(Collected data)
◆ ◆ ◆

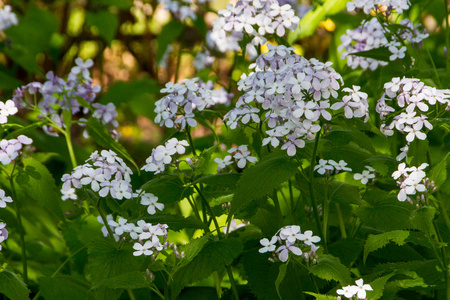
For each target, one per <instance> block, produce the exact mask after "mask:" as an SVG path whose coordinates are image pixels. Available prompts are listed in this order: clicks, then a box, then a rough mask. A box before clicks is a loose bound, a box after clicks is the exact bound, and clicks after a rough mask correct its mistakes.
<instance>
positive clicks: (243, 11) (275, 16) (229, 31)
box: [210, 0, 300, 57]
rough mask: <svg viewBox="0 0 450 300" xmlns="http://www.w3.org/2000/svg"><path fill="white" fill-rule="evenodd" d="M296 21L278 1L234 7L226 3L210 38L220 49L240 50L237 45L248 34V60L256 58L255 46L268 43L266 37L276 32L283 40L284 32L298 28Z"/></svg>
mask: <svg viewBox="0 0 450 300" xmlns="http://www.w3.org/2000/svg"><path fill="white" fill-rule="evenodd" d="M299 22H300V18H299V17H297V16H296V15H295V11H294V10H293V9H292V8H291V6H290V5H289V4H284V5H280V3H279V2H278V1H277V0H265V1H259V0H239V1H238V2H237V3H236V5H234V6H233V5H232V4H228V5H227V7H226V9H223V10H220V11H219V18H218V19H217V20H216V22H215V23H214V24H213V31H212V33H211V36H210V38H211V39H212V40H214V41H215V43H216V45H217V46H218V47H219V50H225V51H226V50H239V49H240V47H239V45H238V44H237V42H238V41H240V40H242V38H243V37H244V34H248V35H249V36H250V37H251V38H252V40H251V42H250V43H248V44H247V46H246V51H247V53H248V54H249V55H250V56H251V57H256V56H257V50H256V48H255V47H258V46H260V45H264V44H265V43H266V42H267V39H266V38H265V36H266V35H267V34H274V33H276V35H278V36H279V37H282V36H284V35H285V34H286V32H287V31H293V30H295V29H297V27H298V23H299ZM230 36H231V37H232V38H231V40H230V39H229V37H230ZM230 42H231V43H230ZM224 45H229V46H225V47H224ZM236 48H237V49H236Z"/></svg>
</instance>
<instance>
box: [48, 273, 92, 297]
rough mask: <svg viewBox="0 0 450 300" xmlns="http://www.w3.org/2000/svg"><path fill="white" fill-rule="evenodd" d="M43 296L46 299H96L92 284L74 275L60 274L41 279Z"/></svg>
mask: <svg viewBox="0 0 450 300" xmlns="http://www.w3.org/2000/svg"><path fill="white" fill-rule="evenodd" d="M40 288H41V293H42V297H44V298H45V299H46V300H60V299H73V300H76V299H79V300H85V299H86V300H87V299H94V294H93V293H92V292H91V291H90V288H91V287H90V285H89V284H88V283H87V282H85V281H82V280H80V279H77V278H75V277H74V276H67V275H58V276H56V277H53V278H52V277H43V278H41V279H40Z"/></svg>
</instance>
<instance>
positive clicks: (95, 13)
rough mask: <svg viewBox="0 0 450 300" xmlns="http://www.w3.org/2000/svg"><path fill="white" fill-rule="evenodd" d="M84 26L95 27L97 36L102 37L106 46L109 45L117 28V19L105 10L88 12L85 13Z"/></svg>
mask: <svg viewBox="0 0 450 300" xmlns="http://www.w3.org/2000/svg"><path fill="white" fill-rule="evenodd" d="M86 25H87V26H92V27H96V28H97V30H98V35H99V36H101V37H103V38H104V39H105V40H106V42H107V43H108V44H111V42H112V40H113V39H114V37H115V36H116V32H117V29H118V28H119V19H118V17H117V16H116V15H115V14H113V13H111V12H109V11H107V10H101V11H98V12H92V11H88V12H86Z"/></svg>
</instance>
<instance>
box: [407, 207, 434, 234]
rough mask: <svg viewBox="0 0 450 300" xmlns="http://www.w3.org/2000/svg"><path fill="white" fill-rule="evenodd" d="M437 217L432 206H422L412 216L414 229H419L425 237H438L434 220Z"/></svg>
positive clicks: (411, 220) (411, 216) (417, 209)
mask: <svg viewBox="0 0 450 300" xmlns="http://www.w3.org/2000/svg"><path fill="white" fill-rule="evenodd" d="M435 215H436V209H435V208H434V207H431V206H422V207H420V208H418V209H416V210H415V211H414V213H413V215H412V216H411V224H412V225H413V226H412V227H413V228H416V229H419V230H420V231H422V232H423V233H425V235H427V236H430V237H433V236H435V235H436V229H435V228H434V225H433V219H434V216H435Z"/></svg>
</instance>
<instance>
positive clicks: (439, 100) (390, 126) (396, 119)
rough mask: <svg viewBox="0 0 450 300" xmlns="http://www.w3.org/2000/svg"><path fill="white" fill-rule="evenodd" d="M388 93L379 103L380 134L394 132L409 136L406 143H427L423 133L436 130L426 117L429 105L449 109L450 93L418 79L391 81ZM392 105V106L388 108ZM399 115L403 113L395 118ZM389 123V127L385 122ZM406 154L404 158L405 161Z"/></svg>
mask: <svg viewBox="0 0 450 300" xmlns="http://www.w3.org/2000/svg"><path fill="white" fill-rule="evenodd" d="M384 89H385V92H384V94H383V95H382V96H381V98H380V99H379V100H378V102H377V105H376V111H377V112H378V113H379V114H380V118H381V120H382V121H383V123H382V124H381V131H382V132H383V133H384V134H385V135H386V136H391V135H393V134H394V129H397V130H398V131H399V132H401V133H404V134H406V141H407V143H408V144H409V143H411V142H412V141H413V140H414V139H416V138H418V139H419V140H424V139H425V138H426V137H427V135H426V134H425V132H423V131H424V130H426V128H427V129H428V130H431V129H433V125H431V123H430V122H429V121H428V116H427V115H426V114H425V113H426V112H427V111H428V110H429V105H435V104H439V105H444V106H445V109H446V110H448V109H450V100H449V99H450V90H439V89H436V88H434V87H429V86H426V85H425V84H424V83H423V82H421V81H420V80H419V79H415V78H402V79H400V78H399V77H395V78H392V80H391V81H390V82H387V83H385V84H384ZM389 102H393V103H392V104H391V105H392V106H389V105H388V104H389ZM397 111H401V112H400V113H399V114H396V113H397ZM388 120H390V121H391V122H390V124H387V123H386V121H388ZM405 156H406V154H405V155H404V156H403V155H402V156H401V158H404V157H405Z"/></svg>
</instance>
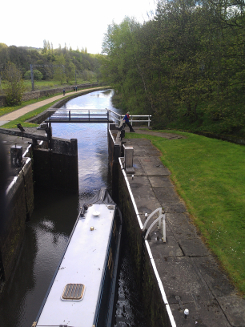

◆ ◆ ◆

## Brief:
Your task is to restate word for word the lines from the top of the data to the line containing "box: [210, 0, 300, 57]", both ends included, with every picture left out.

## Problem solution:
For each target, one per <instance> block, produce the exact mask after "mask:" as an SVG path whose coordinates are image pixels. Available prompts are listed in this order: clicks, then a box, then a rough mask. A box before clicks is a loose bound, a box after clicks is the exact bound, and clicks after a rough mask correct its mistakes.
<instance>
positive clicks: (243, 11) (275, 16) (229, 31)
box: [210, 0, 300, 57]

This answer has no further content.